Reading text
* START *

I agree to a point.....However there are those people that have some knowledge and background that easy to teach, just as there are some people that are just starting with no experience that are NEVER going to make it, no matter how good their dog is. Not fair really to "generalize" all people into dogs.


----------



## Christopher Smith (Jun 20, 2008)

maggie fraser said:


> Does it mess with the control ???


Yes that's part of it. But the biggest thing is that I have never met a person that comes from other sports that dosen't have habits from the old sport that taint the new. It's something that takes years to erase. 

And remember, there are tons of very experanced people in one sport that "are NEVER going to make it, no matter how good their dog is" in a new sport also. :wink:


----------



## maggie fraser (May 30, 2008)

Christopher Smith said:


> Yes that's part of it. But the biggest thing is that I have never met a person that comes from other sports that dosen't have habits from the old sport that taint the new. It's something that takes years to erase.
> 
> And remember, there are tons of very experanced people in one sport that "are NEVER going to make it, no matter how good their dog is" in a new sport also. :wink:


Outlook and approach on both sides has a lot to do with it I suppose, but experience, some understanding of dogs and the familiarity of managing/reading animals can go a lot further.

We had a show on tv here a while back, it was about a guy who decided in his late twenties who really wanted to be a successful show jumper (horses). He managed to get sponsored, get himself a very good horse and very good training, showed great commitment and enthusiasm....what a fkn laughing stock he was :lol:, if you don't have it, you'll not compete with who matters!


----------



## Bob Scott (Mar 30, 2006)

Training, handling or teaching, there will always be those who are naturals, those that can learn to be good and some that will never get it.
Watching yourself in video can be a huge help as will learning under a good trainer. 
In Schutzhund the program is always the same. Practice the foos pattern without your dog. Don't go on the field as a beginner and have to think about the foot work AND the dog. Do the jumps, recall etc without your dog. Of course you'll look like a fool out there in the park all by yourself......but that's what dog folks are good at. :wink:
I'm guessing there are a lot of dog sports this could work for. I was doing it in AKC OB 25-30 yrs ago. Still haven't got it right! ](*,)


----------



## Laura Bollschweiler (Apr 25, 2008)

* END *

Dataset extract
* START *

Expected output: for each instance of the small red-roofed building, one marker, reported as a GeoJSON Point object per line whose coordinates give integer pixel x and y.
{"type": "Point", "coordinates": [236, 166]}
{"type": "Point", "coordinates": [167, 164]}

* END *

Written instruction A
In the dog sports thread, what did the man on the TV show want to succeed at?
Written instruction B
Pick up the dog sports thread after its last line and write the next post.
The data is separate from the dog sports thread.

Task result A
Show jumping with horses.

Task result B
Bob Scott said:


> Practice the foos pattern without your dog. Don't go on the field as a beginner and have to think about the foot work AND the dog. Do the jumps, recall etc without your dog. Of course you'll look like a fool out there in the park all by yourself......but that's what dog folks are good at. :wink:
> I'm guessing there are a lot of dog sports this could work for. I was doing it in AKC OB 25-30 yrs ago. Still haven't got it right! ](*,)


I used to steward a lot in AKC obedience. One trial I was doing the heeling pattern (with no dog) for the judge. (For those who have never done AKC, the heeling pattern changes, so the judge will call a steward through the pattern so the first dog isn't at a disadvantage.) So after the heeling pattern was done, I said to the judge, "Hey, I got 200!" He said, "Nope, your dog was wide on the about turns."

Funny thing is, that's the problem I was having with my real dog, wide about turns! Turns out it was my fault...bad handling. Lesson learned: Keep your body over your feet.

Laura


----------



## Guest (Dec 1, 2008)

Christopher Smith said:


> Yes that's part of it. But the biggest thing is that I have never met a person that comes from other sports that dosen't have habits from the old sport that taint the new. It's something that takes years to erase.
> 
> And remember, there are tons of very experanced people in one sport that "are NEVER going to make it, no matter how good their dog is" in a new sport also. :wink:


I agree! Kind of like telling a former Marine grunt who now is in the Army to Lead a Raid/Ambush.....its the same, but the planning and execution part are a whole lot different....but don't tell that to a Marine! Get the picture?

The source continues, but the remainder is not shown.